(Set problem): Transcribe the passage about the Order of Omukama Chwa II Kabalega between "The Order is" and "class or creed.", inclusive.

(Text section):
The Most Honourable Order of Omukama Chwa II Kabalega (formally: The Most Honourable Order of Duty and Inflexibility of Omukama Chwa II Kabalega and Saint Thomas More) is the third highest royal order of merit of the Kingdom of Bunyoro, and is awarded solely by the Omukama of Bunyoro. It is named in honour of Omukama (King) Chwa II Kabalega of Bunyoro, who is famous for resisting colonialism during his reign.

The Order is awarded to persons who promote charity and humanity, for acts in demonstration of the encouragement of all that makes for the spiritual and moral strengthening of mankind and Bunyoro-Kitara in particular, and to those who encourage and promote works in relief of sickness, distress, suffering or danger, without distinction of race, class or creed.

In deference to the historical characteristics of the honours system of the Bunyoro-Kitara Kingdom, the Order does not have an official motto, but its unofficial motto is “Habwomukama, Habwabantu, Habowbwinganisa” (Latin: “Pro Rex, Pro Humanitas, Pro Iustitia”; English: “For the King, For the People, For Justice”).

Dataset excerpt

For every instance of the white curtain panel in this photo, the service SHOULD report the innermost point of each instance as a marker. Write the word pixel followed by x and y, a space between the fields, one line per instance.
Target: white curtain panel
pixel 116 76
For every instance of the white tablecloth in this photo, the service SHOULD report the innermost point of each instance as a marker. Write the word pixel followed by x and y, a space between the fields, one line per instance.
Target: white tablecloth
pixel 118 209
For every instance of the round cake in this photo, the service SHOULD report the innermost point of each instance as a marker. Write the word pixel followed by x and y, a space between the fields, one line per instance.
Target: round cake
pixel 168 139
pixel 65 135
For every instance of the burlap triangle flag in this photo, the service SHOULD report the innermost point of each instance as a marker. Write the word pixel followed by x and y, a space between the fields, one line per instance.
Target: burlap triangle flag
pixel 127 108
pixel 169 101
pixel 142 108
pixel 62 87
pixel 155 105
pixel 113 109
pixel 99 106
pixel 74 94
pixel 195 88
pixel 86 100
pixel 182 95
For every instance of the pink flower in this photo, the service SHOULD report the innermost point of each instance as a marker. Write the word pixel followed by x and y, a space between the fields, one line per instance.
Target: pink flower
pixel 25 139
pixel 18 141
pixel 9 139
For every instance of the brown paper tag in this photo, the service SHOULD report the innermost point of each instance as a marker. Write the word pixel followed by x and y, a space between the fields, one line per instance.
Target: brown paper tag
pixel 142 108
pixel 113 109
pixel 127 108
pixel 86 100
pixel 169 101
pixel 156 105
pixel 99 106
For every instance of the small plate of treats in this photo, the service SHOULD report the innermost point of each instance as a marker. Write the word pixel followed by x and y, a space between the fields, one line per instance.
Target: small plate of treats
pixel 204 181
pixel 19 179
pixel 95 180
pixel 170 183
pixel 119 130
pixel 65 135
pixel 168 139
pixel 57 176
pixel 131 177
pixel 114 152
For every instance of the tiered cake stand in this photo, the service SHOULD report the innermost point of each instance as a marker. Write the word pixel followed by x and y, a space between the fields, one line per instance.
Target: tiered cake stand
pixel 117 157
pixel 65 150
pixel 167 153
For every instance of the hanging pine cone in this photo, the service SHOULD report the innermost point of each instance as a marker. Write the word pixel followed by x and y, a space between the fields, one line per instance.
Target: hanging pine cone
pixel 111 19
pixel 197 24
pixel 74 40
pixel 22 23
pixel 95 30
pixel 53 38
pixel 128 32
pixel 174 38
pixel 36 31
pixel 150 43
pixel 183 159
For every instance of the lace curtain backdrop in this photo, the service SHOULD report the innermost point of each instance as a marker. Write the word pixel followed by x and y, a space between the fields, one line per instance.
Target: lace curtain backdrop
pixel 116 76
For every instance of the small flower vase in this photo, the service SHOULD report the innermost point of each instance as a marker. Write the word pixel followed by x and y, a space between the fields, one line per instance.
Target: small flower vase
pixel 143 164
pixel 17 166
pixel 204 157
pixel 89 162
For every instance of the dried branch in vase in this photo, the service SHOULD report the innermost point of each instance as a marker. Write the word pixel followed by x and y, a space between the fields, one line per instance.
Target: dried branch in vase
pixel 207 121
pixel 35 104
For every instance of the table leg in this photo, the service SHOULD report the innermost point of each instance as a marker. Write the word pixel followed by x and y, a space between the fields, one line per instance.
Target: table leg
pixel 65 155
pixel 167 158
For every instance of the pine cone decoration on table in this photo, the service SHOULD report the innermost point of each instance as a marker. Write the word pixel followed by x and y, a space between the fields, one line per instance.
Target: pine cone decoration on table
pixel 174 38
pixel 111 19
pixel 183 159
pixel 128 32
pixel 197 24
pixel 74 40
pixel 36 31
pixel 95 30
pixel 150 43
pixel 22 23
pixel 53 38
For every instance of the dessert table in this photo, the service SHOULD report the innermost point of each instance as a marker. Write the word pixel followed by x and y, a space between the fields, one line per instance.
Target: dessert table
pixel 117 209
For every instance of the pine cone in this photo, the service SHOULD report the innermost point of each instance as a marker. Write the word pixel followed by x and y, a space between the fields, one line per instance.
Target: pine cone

(Task answer):
The Order is awarded to persons who promote charity and humanity, for acts in demonstration of the encouragement of all that makes for the spiritual and moral strengthening of mankind and Bunyoro-Kitara in particular, and to those who encourage and promote works in relief of sickness, distress, suffering or danger, without distinction of race, class or creed.